# [AIM OF THE TASK]
Render every line of the records below as a Markdown table with the columns Row and Line, numbering each row and leaving out blank lines. Leave the pictures out of the answer.
━━━━━ SUPPLIED RECORDS ━━━━━
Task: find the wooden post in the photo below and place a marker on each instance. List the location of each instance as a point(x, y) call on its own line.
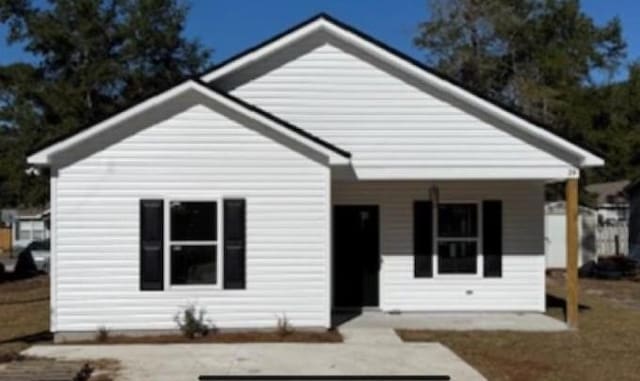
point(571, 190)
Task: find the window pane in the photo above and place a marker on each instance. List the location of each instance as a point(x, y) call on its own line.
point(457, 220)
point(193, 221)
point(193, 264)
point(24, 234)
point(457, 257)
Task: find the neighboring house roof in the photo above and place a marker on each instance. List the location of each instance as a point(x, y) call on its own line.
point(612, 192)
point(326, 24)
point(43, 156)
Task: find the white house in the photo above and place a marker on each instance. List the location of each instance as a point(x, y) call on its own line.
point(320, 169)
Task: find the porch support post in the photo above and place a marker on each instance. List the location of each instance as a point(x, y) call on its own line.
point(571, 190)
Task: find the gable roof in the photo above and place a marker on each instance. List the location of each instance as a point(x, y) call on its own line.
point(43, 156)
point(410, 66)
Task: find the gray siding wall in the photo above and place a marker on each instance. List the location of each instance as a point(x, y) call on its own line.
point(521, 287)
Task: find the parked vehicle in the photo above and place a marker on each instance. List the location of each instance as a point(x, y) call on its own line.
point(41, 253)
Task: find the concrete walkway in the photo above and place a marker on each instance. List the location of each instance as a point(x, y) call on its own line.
━━━━━
# [SOLUTION TO THIS TASK]
| Row | Line |
|---|---|
| 1 | Task: find the wooden post in the photo below and place a marker on each instance. List the location of each instance as a point(x, y) call on its own line. |
| 2 | point(571, 190) |
| 3 | Task: find the window pane in the photo above and place a marker on each instance. List the location of each instance as a point(x, y) call on its own line. |
| 4 | point(457, 220) |
| 5 | point(193, 221) |
| 6 | point(193, 264) |
| 7 | point(24, 234) |
| 8 | point(457, 257) |
| 9 | Task: find the neighboring house roof in the photo above and place a marker on each instance. List the location of each instance as a point(x, y) call on its own line. |
| 10 | point(612, 192) |
| 11 | point(326, 24) |
| 12 | point(43, 156) |
| 13 | Task: find the white house in the photo above and place a marker on each instance. List the location of each instance as a point(x, y) call on its own line. |
| 14 | point(320, 169) |
| 15 | Task: find the porch support post in the photo above and place a marker on each instance. List the location of each instance as a point(x, y) call on its own line. |
| 16 | point(571, 190) |
| 17 | Task: find the gable roof in the photo above and place a marker on each instance. List the location of each instance as a point(x, y) call on its own line. |
| 18 | point(43, 156) |
| 19 | point(410, 66) |
| 20 | Task: find the gray siding wall in the photo above and place a marker on each instance. List the location of each instance as a point(x, y) call on its own line. |
| 21 | point(521, 287) |
| 22 | Task: find the parked vehicle in the photo above and place a marker on each instance. List the location of each instance as a point(x, y) call on its own line. |
| 23 | point(41, 253) |
| 24 | Task: find the concrete walkway in the photo above and place a marker on each instance. List the location of each instance as a point(x, y) call on its own line. |